- _Tâches et exercices_:
**A)** Reproduisez le passage du billet sur Miss France qui va de « Reines et princes » à « France m’a inspiré. », bornes comprises.
**B)** Affichez chaque ligne des entrées où figure le mot « laptop ».

____ Extrait de page

Reines et princes de beauté
Publié le 25 Décembre 2023
Je me dois de remercier la principale station de radio du service public de m’avoir sorti des atermoiements dans laquelle je me trouvais avec mes quelques idées de billets sur des sujets plus ou moins plombants. Contre toute attente, sa couverture de l’élection Miss France m’a inspiré.
Les appâts du beau sexe me laissant de marbre, j’avais seulement en tête, « la dame au chapeau » et au tailleur noir et blanc, qui l’âge venu, me faisait irrésistiblement penser à un travelo.
Dans une archive INA de 1979, Geneviève de Fontenay, énonçait ce que devait être Miss France : «le reflet de la jeune fille française saine de corps et d’esprit ».
Miss France était alors élue par les spectateurs du Prix qui la choisissaient parmi une cinquantaine de candidates préselectionnées des différentes provinces, car, selon Mme de Fontenay, « il est certain que les jeunes filles du nord ou de l’est sont tout à fait différentes des jeunes filles du midi ou d’autres régions de France. » Á la question sur les critères de sélection de ces jeunes filles, la présidente du Prix répondait : « Finalement, c’est une sorte d’harmonie générale des proportions, bien sûr des proportions harmonieuses du corps mais également un visage expressif ; il est certain que c’est très difficile de dire qu’il y a des normes : ça ne se définit pas vraiment la beauté. »

________
____ Entrées brutes

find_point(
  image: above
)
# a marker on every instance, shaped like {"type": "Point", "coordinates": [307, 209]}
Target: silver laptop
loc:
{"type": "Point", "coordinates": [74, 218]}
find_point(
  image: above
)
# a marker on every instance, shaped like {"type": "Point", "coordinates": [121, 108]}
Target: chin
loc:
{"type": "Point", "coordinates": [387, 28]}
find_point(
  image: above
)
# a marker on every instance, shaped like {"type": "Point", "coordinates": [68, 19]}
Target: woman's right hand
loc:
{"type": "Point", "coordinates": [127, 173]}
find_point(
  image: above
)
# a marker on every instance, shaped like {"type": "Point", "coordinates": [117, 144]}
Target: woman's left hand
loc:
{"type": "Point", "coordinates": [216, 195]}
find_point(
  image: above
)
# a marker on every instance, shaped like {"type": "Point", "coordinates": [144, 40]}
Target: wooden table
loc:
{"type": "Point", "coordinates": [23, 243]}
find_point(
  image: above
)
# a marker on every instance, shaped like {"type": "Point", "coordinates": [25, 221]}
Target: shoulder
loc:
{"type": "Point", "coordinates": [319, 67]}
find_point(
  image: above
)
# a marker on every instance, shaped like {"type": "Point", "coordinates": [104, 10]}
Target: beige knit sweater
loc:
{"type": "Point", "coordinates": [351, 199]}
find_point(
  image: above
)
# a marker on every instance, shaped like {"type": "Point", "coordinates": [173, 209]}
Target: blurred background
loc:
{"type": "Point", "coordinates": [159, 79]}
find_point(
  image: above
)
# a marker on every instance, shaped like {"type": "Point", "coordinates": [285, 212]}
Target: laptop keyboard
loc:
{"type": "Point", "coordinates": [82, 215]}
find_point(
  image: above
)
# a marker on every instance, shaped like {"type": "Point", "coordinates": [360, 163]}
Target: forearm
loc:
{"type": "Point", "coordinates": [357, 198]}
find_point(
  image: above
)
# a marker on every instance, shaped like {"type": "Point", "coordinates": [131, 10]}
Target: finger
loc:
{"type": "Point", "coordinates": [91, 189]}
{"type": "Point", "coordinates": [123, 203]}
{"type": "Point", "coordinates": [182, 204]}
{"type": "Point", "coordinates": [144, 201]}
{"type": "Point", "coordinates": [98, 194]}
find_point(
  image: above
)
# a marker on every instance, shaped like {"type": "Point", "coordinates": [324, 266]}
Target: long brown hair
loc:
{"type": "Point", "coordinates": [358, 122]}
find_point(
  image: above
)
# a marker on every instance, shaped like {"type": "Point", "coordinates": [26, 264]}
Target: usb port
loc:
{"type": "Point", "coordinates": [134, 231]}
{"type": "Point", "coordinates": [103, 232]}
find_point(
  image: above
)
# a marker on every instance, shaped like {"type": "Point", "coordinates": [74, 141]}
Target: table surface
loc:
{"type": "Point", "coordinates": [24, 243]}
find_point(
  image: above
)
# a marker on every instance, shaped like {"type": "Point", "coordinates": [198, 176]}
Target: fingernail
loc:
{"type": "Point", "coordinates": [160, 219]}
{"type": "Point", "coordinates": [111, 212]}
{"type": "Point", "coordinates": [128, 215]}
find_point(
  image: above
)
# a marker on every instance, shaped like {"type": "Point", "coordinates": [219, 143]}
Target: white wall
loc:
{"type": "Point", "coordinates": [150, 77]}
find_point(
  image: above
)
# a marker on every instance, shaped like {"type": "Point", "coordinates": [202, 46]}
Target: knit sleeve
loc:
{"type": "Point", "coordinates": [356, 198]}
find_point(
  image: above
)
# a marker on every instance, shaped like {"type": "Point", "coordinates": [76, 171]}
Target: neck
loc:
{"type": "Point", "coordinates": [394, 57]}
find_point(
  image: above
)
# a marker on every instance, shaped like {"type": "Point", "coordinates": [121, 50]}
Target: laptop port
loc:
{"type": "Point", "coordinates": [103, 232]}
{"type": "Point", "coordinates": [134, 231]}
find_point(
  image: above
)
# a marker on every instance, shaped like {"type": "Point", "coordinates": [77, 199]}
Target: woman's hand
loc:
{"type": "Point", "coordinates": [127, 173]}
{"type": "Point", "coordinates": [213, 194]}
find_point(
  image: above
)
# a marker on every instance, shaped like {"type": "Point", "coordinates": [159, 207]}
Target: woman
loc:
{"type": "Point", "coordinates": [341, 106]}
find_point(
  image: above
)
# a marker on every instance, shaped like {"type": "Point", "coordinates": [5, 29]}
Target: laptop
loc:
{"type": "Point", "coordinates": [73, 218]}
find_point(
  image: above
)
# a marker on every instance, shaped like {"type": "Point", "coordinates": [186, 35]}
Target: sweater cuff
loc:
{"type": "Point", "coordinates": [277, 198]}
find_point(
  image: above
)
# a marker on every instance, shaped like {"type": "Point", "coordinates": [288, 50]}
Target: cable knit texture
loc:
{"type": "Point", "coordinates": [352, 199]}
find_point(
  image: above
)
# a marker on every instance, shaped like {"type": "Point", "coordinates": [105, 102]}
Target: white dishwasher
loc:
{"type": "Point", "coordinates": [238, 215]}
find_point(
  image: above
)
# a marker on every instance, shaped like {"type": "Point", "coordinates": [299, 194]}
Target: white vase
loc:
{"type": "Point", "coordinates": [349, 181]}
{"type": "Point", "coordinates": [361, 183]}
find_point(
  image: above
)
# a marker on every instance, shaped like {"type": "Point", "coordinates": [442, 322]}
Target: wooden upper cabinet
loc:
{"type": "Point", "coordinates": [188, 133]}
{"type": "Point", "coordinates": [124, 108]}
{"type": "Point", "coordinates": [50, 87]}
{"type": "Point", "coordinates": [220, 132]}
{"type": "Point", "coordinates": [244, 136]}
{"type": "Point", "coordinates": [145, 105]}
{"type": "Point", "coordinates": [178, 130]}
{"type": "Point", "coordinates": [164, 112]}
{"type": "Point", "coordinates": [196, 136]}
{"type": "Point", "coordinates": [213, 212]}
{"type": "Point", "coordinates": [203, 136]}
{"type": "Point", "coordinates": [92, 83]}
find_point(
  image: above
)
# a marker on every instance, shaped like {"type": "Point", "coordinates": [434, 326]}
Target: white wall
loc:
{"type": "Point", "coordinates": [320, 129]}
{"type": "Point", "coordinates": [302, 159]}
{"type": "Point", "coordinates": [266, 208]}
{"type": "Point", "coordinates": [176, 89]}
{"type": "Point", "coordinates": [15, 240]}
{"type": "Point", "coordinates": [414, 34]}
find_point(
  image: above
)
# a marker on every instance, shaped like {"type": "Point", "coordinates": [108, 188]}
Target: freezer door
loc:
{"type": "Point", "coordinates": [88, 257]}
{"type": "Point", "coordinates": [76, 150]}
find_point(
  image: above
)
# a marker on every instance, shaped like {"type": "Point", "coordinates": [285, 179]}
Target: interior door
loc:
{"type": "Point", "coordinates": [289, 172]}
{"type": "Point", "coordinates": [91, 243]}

________

- _Ensemble des réponses_:
**A)**
Reines et princes de beauté
Publié le 25 Décembre 2023
Je me dois de remercier la principale station de radio du service public de m’avoir sorti des atermoiements dans laquelle je me trouvais avec mes quelques idées de billets sur des sujets plus ou moins plombants. Contre toute attente, sa couverture de l’élection Miss France m’a inspiré.

**B)**
Target: silver laptop
Target: laptop keyboard
Target: laptop port
Target: laptop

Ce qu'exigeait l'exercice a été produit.